AIM OF THE EXERCISE →
Put the items below into a numbered list, omitting any blank lines and leaving the pictures out of the answer.

● ● ●

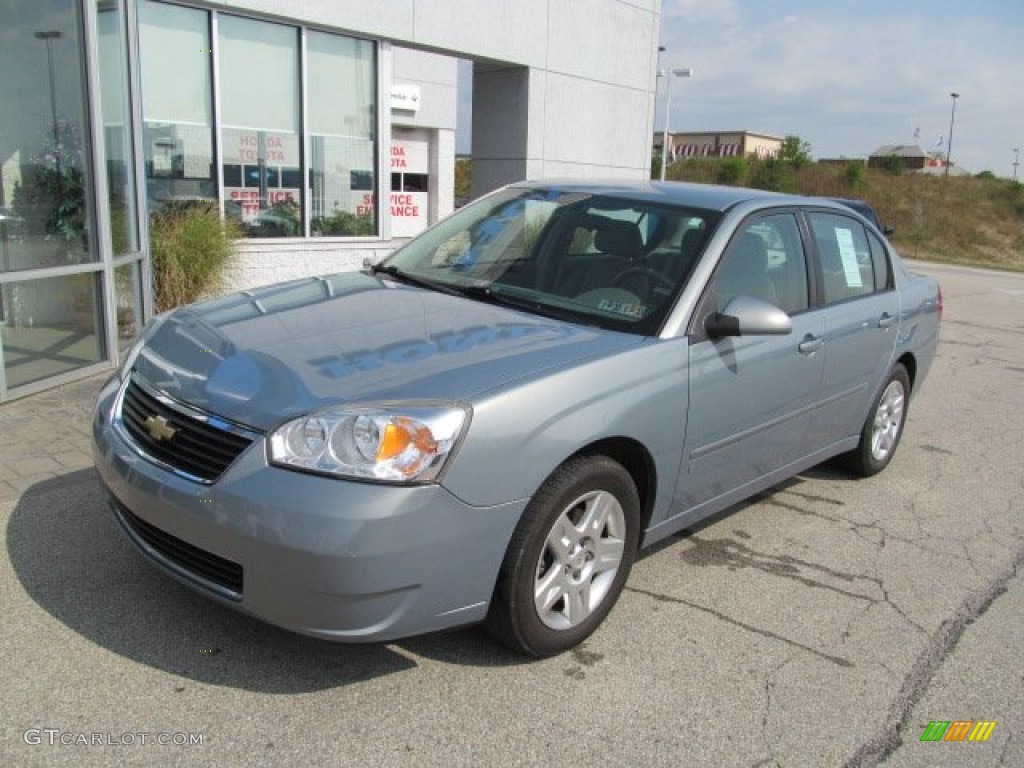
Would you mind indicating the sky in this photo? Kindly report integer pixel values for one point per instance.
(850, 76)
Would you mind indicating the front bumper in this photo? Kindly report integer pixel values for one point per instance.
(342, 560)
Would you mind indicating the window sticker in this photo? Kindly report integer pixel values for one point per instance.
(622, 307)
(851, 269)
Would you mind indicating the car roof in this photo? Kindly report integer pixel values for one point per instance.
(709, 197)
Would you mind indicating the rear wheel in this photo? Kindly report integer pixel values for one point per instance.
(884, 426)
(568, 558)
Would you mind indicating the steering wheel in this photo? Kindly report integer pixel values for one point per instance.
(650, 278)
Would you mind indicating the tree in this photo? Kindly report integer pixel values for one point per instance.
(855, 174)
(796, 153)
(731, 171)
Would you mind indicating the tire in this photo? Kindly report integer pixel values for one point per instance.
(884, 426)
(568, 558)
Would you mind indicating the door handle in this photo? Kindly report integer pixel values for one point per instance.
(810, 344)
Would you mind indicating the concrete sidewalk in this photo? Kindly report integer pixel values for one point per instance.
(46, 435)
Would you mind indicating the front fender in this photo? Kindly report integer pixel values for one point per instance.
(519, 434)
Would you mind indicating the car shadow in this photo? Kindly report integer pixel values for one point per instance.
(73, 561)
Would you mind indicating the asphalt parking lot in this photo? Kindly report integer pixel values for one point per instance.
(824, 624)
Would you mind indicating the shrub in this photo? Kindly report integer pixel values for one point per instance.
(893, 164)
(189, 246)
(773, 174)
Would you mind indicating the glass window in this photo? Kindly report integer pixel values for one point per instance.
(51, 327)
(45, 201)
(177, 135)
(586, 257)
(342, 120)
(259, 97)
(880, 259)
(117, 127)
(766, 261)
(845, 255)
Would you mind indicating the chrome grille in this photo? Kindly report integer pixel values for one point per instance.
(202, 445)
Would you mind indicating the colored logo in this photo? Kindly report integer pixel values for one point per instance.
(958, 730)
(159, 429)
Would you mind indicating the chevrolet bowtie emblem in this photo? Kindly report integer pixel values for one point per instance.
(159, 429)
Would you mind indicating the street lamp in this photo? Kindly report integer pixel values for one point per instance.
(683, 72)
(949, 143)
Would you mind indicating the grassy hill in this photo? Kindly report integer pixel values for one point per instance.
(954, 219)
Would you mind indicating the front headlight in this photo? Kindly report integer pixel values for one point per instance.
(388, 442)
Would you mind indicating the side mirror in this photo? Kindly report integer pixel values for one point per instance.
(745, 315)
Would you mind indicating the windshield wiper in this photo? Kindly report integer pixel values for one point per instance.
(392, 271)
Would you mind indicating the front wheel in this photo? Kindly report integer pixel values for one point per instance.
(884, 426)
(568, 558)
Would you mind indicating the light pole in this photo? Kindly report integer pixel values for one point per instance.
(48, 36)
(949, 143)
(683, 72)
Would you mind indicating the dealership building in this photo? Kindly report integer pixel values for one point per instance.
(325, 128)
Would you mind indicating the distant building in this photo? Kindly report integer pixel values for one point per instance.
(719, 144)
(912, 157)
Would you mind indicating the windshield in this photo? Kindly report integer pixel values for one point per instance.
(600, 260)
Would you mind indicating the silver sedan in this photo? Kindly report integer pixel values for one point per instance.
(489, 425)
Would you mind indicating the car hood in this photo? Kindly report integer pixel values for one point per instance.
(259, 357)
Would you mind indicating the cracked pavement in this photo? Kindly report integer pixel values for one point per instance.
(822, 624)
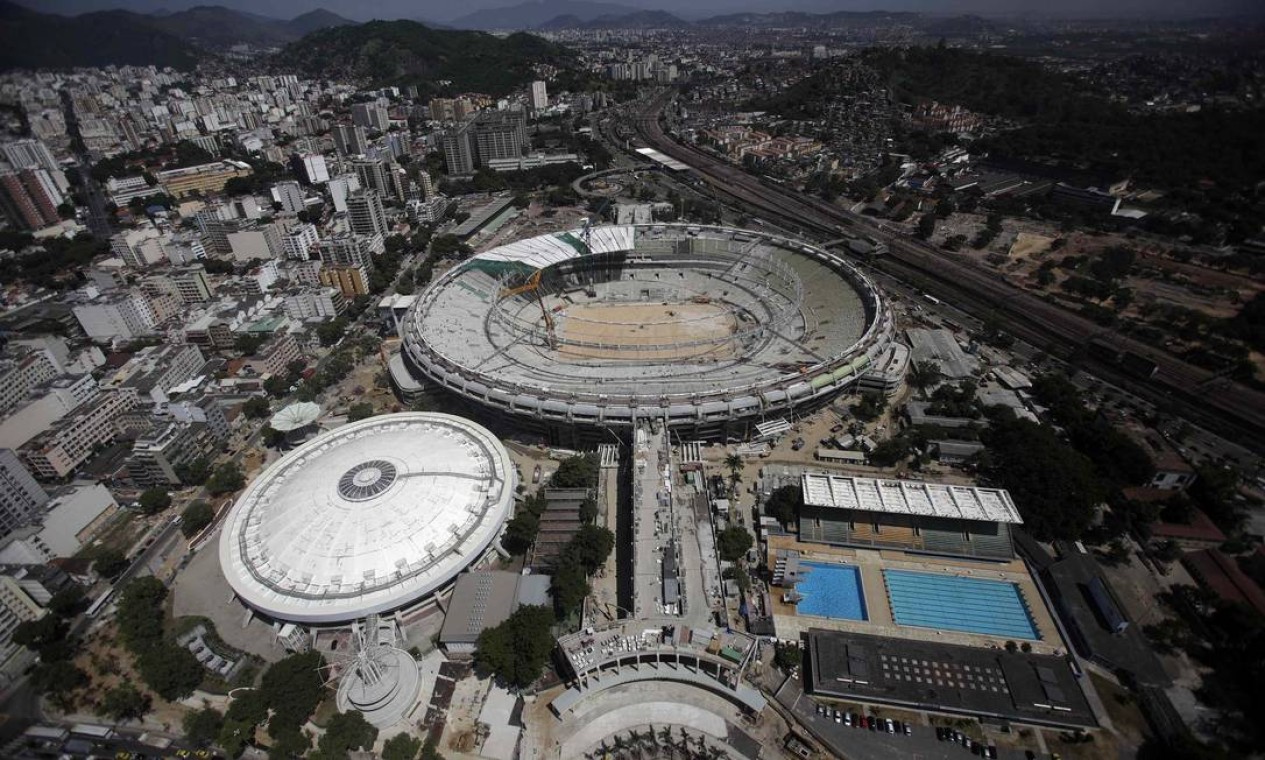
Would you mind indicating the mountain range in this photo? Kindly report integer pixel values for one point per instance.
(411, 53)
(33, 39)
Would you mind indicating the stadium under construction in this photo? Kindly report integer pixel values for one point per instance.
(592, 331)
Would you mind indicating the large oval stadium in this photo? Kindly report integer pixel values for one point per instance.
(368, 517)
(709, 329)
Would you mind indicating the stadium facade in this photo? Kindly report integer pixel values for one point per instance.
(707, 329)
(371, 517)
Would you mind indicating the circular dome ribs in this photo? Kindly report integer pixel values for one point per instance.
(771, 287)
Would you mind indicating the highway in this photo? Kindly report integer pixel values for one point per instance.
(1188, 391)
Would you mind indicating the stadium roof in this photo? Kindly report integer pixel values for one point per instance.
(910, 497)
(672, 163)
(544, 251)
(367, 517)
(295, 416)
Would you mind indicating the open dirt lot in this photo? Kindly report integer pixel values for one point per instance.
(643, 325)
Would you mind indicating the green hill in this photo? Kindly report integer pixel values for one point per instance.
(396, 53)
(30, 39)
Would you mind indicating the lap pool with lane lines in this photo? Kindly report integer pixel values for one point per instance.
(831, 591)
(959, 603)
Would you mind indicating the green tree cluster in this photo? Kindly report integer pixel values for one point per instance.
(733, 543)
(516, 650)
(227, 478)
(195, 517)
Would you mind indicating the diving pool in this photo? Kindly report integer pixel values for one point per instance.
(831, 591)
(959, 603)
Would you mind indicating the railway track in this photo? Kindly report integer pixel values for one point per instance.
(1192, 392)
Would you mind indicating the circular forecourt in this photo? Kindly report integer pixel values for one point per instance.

● ● ●

PROBLEM SOLUTION →
1. Would you mind indicating the sky in this photo? Kindly report integer pixel values for one point per instance.
2. (850, 76)
3. Would you mind indicating the front bumper in this photo? Kindly report integer pixel values for one point per instance.
4. (342, 560)
5. Would you mind indicating the window sticker in this photo? Kindly report integer pixel values for one point per instance.
6. (622, 307)
7. (851, 269)
8. Would you mind indicating the car roof in this photo? Kindly report integer pixel values for one point per instance.
9. (709, 197)
10. Would you mind indicating the rear wheel in this photo? Kindly report integer pixel values for one point per instance.
11. (884, 426)
12. (568, 558)
13. Would you mind indicating the steering wheel in this photo? Kindly report integer pixel values for one point per instance.
14. (650, 278)
15. Would you mind indicating the tree in this photo? Kindly report integer pixel values for one point per instance.
16. (855, 174)
17. (796, 153)
18. (731, 171)
19. Would you mind indicating the tire in this photo? Kindly report integer pixel values for one point per instance.
20. (884, 426)
21. (568, 558)
22. Would you mind indicating the door handle in this photo? Kindly report integer pixel values for one point per instance.
23. (810, 344)
24. Would you mind indicating the concrete sidewalk in this photo? Kindly report integer pixel values for one point per instance.
25. (46, 435)
26. Would you mind indicating the front fender in this photo? Kindly report integer pixel values for one point per instance.
27. (519, 434)
28. Would you mind indicating the car shadow in this photo? Kindly report integer pixel values for one point per instance.
29. (73, 561)
30. Would you mind indicating the asphalt parking lot in this photo? Kindly report integer pixel values for one point per instance.
31. (824, 624)
32. Would you mind indicating the shrub in this photo? Kindly report integer pixel values for one point per instance.
33. (893, 164)
34. (189, 246)
35. (773, 174)
36. Would you mind indicating the glass window in this photo? Kindly report integer pixel values for one point per instance.
37. (51, 327)
38. (45, 201)
39. (177, 135)
40. (586, 257)
41. (342, 120)
42. (259, 97)
43. (880, 259)
44. (117, 127)
45. (766, 261)
46. (845, 255)
47. Would you mind indicating the chrome grille in this photo? Kindly report integer pixel values for one point per instance.
48. (202, 445)
49. Would you mind indicating the colored logo in this photo? Kindly report integer pixel values for one point per instance.
50. (958, 730)
51. (159, 429)
52. Would you mind indicating the chevrolet bowtie emblem in this photo? Kindly report integer pixel values for one point per instance.
53. (159, 429)
54. Would you mind indicating the street lamp in this photo? Kindly report integer pixel values for one point per instance.
55. (683, 72)
56. (949, 143)
57. Would you mind indicating the grassy hill in this photo? Kindly report integer pixel values for one point per instance.
58. (954, 219)
59. Would you mind indicating the front headlight in this photo? Kindly report integer pixel values for one point per instance.
60. (388, 442)
61. Would you mind indicating the side mirror in this photo? Kindly report integer pixel values for one point per instance.
62. (745, 315)
63. Would you mind indicating the windshield wiper in this photo? Kindly report integer pixel values for one point per instance.
64. (392, 271)
65. Would you mind indicating the front wheel in this photo? Kindly report integer pixel values for one point per instance.
66. (884, 426)
67. (568, 558)
68. Would you mind indicating the light pole in this photo? Kindly report integer pixel values for one point per instance.
69. (48, 36)
70. (949, 143)
71. (683, 72)
72. Would you mind indicating the dealership building in this photo? Kindly report integer pixel values for one point per instance.
73. (325, 128)
74. Would you mind indicating the distant building in this photo? Kindly report integer pixel values for one point per instance.
75. (719, 144)
76. (912, 157)
77. Would you mind indicating the windshield in this photo? Kindly report integer pixel values for one point per instance.
78. (600, 260)
79. Would you mind indicating the silver sedan in this photo? Kindly report integer pixel values for one point per instance.
80. (489, 425)
81. Would you mind indicating the car hood in this photo? Kindly report integer pixel values for one point per instance.
82. (259, 357)
83. Would you mind indicating the cracked pavement in this photo? Kindly report integer pixel values for one point per instance.
84. (822, 624)
85. Would you mind indicating the mountain range in this photo? Kindly report integer pixel values for one point per instance.
86. (411, 53)
87. (33, 39)
88. Would you mind indicating the stadium under construction in this photo? Kindly report integer pixel values for one point per instance.
89. (592, 331)
90. Would you mind indicating the large oval stadium in this photo? Kindly report integer pixel values for one point per instance.
91. (368, 517)
92. (709, 329)
93. Would you mind indicating the stadium facade in this photo? Kindly report integer pixel values for one point per instance.
94. (707, 329)
95. (371, 517)
96. Would you mind indicating the circular dome ribs in this photo? Kindly report integer pixel values for one point per instance.
97. (771, 287)
98. Would you mind indicating the highway in this photo? Kindly report integer pixel values for one point per instance.
99. (1188, 391)
100. Would you mind indicating the stadium roof in this photo? Kindly report integer pixel values for one point per instance.
101. (910, 497)
102. (672, 163)
103. (544, 251)
104. (367, 517)
105. (295, 416)
106. Would you mind indicating the open dirt lot in this photo? Kindly report integer pixel values for one point per instance.
107. (643, 325)
108. Would you mind indicating the green hill in this photo? Kindly report integer pixel values for one point per instance.
109. (396, 53)
110. (30, 39)
111. Would you mind indicating the lap pool with lane lines in this photo? Kindly report integer pixel values for one point per instance.
112. (831, 591)
113. (959, 603)
114. Would you mind indicating the green tree cluster in this photo? Kindly report integer pixel values for one point per instance.
115. (733, 543)
116. (516, 650)
117. (227, 478)
118. (195, 517)
119. Would you mind indicating the diving pool in this photo? Kindly report integer pixel values for one point per instance.
120. (831, 591)
121. (959, 603)
122. Would you mind indicating the railway track in this photo? Kindly report integer pixel values for one point per instance.
123. (1192, 392)
124. Would you mind indicating the circular forecourt in this photo? Kindly report integer pixel values for one point per instance.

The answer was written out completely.